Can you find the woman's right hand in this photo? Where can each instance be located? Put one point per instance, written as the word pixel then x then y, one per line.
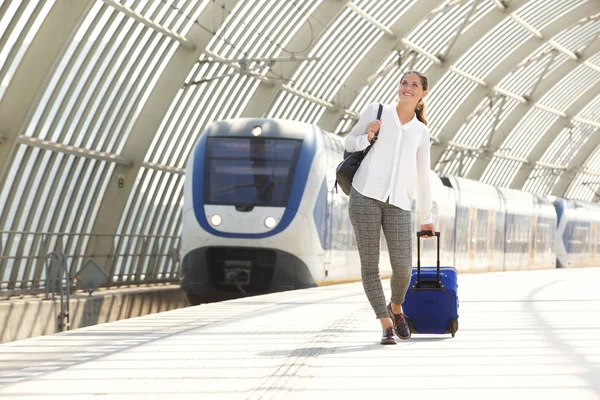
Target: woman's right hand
pixel 372 128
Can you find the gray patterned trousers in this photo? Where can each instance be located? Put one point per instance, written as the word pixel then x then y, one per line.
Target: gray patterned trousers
pixel 368 216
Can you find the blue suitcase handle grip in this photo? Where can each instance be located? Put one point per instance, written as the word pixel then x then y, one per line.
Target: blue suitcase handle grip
pixel 428 285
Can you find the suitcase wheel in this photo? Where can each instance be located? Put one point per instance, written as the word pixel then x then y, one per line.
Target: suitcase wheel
pixel 411 326
pixel 453 326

## What the task requires
Pull out every line of the records above word for word, leaving the pictures out of your answer.

## Reply
Can you find the woman's right hand in this photo? Where can each instance be located? Put one point per instance, written as the word pixel then x then y, one per line.
Target: woman's right hand
pixel 372 128
Can you find the gray patterned trousers in this photo? Where can each instance be located? Put one point per instance, written as the word pixel then x then y, one per line.
Target: gray patterned trousers
pixel 368 216
Can you find the blue suitcase handle grip in this photo? Where can each instance be located? Put one point per instance, written as the word pixel then x then y, one per line.
Target: blue suitcase handle grip
pixel 428 285
Can you find the suitcase wheel in this photo? Where can each instance be located? Put one point per instance, written as the word pixel then x then y, one per line.
Target: suitcase wheel
pixel 411 326
pixel 453 326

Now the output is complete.